■ INSTRUCTION
Copy word for word the lines from the line with "Somewhere in the screenshot above is the sheer" to the line with "[217,459,541,793]", including both of those lines.

Part of a data file:

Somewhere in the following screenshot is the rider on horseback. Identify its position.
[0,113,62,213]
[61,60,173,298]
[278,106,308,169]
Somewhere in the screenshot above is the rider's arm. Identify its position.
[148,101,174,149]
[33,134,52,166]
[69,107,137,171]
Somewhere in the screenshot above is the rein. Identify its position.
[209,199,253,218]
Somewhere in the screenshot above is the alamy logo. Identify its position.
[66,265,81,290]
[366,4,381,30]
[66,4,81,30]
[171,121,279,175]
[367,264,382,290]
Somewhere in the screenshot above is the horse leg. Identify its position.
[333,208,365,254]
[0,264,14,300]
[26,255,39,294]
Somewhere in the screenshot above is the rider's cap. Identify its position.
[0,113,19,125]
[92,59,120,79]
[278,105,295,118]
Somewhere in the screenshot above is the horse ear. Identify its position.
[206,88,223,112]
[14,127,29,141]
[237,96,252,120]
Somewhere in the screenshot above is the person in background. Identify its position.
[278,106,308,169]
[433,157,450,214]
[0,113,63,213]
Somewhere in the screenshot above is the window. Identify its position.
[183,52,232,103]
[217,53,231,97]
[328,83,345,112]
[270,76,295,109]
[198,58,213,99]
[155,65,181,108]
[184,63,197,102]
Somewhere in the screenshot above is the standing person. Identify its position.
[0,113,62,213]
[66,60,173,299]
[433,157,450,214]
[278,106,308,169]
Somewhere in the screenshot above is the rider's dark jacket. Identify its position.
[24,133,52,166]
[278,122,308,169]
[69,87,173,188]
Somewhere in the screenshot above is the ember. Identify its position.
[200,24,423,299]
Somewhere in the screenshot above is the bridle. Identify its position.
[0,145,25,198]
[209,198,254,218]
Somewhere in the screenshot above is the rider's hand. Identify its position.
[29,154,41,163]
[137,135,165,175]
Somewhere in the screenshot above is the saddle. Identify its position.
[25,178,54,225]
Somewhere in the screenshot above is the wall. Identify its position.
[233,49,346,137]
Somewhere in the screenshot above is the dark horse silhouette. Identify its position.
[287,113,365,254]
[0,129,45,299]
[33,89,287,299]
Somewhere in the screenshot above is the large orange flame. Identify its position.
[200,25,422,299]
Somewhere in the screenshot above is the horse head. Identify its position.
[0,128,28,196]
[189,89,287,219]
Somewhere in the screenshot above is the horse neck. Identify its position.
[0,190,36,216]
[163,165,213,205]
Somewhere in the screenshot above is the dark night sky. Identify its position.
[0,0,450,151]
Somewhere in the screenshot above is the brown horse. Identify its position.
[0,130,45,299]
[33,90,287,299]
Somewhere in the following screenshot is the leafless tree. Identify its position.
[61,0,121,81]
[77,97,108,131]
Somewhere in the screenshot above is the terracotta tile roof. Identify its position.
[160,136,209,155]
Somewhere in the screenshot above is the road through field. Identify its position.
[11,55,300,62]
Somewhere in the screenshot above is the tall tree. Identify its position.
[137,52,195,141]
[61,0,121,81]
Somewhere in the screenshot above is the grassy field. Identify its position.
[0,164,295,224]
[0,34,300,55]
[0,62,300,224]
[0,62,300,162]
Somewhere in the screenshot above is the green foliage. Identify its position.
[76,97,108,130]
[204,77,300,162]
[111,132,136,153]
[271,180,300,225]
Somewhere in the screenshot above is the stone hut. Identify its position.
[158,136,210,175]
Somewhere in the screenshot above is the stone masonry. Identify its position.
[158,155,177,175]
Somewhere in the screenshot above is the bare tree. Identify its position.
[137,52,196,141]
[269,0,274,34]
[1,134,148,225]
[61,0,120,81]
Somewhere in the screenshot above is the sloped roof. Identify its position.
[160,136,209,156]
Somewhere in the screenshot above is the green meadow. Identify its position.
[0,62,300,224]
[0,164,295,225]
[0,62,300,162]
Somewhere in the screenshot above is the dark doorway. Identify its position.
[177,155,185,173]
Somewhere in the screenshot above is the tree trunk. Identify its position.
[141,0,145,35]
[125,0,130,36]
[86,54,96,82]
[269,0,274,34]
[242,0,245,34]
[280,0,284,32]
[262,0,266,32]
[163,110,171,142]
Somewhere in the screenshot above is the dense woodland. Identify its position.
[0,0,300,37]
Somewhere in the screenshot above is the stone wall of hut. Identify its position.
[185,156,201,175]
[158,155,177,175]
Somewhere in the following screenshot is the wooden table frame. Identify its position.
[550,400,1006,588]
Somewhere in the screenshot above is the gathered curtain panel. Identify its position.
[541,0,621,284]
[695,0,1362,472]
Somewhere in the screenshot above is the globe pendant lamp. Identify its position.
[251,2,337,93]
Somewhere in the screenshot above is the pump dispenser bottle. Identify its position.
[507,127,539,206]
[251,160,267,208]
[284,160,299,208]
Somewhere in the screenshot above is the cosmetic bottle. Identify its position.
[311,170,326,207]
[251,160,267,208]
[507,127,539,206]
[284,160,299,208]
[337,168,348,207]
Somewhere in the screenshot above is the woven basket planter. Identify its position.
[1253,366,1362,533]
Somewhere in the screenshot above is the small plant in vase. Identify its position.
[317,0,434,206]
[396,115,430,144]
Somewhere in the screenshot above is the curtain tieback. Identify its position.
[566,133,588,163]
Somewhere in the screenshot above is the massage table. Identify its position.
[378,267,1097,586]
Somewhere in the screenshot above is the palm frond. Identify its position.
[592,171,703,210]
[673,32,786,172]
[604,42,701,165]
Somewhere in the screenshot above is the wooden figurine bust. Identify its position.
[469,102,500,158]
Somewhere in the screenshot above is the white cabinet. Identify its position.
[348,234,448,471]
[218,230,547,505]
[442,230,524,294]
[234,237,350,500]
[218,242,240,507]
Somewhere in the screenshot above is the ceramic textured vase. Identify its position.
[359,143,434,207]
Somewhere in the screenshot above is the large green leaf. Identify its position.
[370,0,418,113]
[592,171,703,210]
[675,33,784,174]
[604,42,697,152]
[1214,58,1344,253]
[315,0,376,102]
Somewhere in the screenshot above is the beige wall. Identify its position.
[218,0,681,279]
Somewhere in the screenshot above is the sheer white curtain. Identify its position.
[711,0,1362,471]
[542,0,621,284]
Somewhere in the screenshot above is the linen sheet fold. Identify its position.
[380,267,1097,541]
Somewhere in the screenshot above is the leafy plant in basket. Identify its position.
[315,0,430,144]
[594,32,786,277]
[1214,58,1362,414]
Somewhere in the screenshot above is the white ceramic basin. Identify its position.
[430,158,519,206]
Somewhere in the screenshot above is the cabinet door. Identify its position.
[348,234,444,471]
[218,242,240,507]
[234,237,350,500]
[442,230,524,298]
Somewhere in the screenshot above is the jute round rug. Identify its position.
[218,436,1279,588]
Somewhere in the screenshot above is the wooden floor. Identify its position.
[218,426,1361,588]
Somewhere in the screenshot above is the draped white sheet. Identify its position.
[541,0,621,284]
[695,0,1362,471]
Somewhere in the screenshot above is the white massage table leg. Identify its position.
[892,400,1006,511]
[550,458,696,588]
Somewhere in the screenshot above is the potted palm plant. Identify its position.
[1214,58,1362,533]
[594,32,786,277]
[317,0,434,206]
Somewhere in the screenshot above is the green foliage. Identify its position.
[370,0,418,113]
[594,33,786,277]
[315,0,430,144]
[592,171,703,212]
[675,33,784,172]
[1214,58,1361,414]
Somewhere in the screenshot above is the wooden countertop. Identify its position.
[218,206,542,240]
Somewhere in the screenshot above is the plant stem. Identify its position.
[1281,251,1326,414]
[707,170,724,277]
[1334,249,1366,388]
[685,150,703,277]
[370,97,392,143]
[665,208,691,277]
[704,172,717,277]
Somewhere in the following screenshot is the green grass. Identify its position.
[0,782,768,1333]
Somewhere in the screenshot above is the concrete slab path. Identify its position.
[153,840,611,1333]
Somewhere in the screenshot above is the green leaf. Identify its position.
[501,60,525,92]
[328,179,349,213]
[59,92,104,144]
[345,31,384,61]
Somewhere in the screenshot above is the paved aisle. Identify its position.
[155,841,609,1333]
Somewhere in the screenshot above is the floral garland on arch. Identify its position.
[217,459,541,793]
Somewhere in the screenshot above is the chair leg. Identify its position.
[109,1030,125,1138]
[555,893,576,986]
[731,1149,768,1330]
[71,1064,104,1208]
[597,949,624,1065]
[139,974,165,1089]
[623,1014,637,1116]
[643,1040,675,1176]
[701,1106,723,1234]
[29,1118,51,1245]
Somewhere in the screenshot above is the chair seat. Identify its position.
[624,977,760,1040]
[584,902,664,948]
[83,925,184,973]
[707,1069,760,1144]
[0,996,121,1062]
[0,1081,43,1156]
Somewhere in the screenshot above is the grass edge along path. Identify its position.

■ ANSWER TO THIS PROBLEM
Somewhere in the screenshot above is the sheer white curtain. Identify its position.
[711,0,1362,471]
[542,0,621,284]
Somewhere in the screenshot above is the linen sheet fold. Identify its position.
[380,267,1097,541]
Somewhere in the screenshot above is the leafy plant in basket. Identify its position.
[315,0,430,144]
[594,32,786,277]
[1214,58,1362,414]
Somewhere in the screenshot above is the white ceramic basin. Identify its position.
[430,158,519,206]
Somewhere in the screenshot above is the cabinet door. Identify its position.
[348,234,444,471]
[218,242,240,507]
[234,237,350,500]
[442,230,524,298]
Somewhere in the screenshot above is the jute round rug. Identify its position.
[218,436,1279,588]
Somewhere in the screenshot above is the wooden floor. Identify its position.
[218,426,1361,588]
Somewhere in the screenshot above is the draped white sheet. Identify its position.
[541,0,621,284]
[695,0,1362,471]
Somewhere in the screenshot above is the white massage table leg. Identify its position.
[892,400,1006,511]
[550,458,696,588]
Somewhere in the screenshot above is the potted palm plant. Identify its position.
[1214,58,1362,533]
[594,32,786,277]
[317,0,434,206]
Somewhere in the screenshot above is the green foliage. Identify its position.
[370,0,418,113]
[594,33,786,277]
[315,0,430,144]
[592,171,703,212]
[675,33,784,172]
[1214,58,1361,414]
Somewhere in the screenshot above is the wooden countertop. Identify its position.
[218,206,542,240]
Somewhere in the screenshot above is the plant stem. Identify its position.
[1281,251,1326,414]
[707,170,724,277]
[1334,249,1366,388]
[685,150,703,277]
[370,97,392,143]
[665,208,691,277]
[704,172,717,277]
Somewhere in the following screenshot is the green grass. Identify its position.
[0,782,768,1333]
Somewhere in the screenshot above is the concrete slab path. Identify its position.
[153,840,611,1333]
Somewhere in the screenshot above is the green leaf. Identify its position.
[501,60,525,92]
[328,179,349,213]
[59,92,104,144]
[345,31,384,61]
Somewhere in the screenshot above is the paved aisle. Identify its position.
[155,841,609,1333]
Somewhere in the screenshot above is the floral garland on arch. Identify its position.
[217,459,541,793]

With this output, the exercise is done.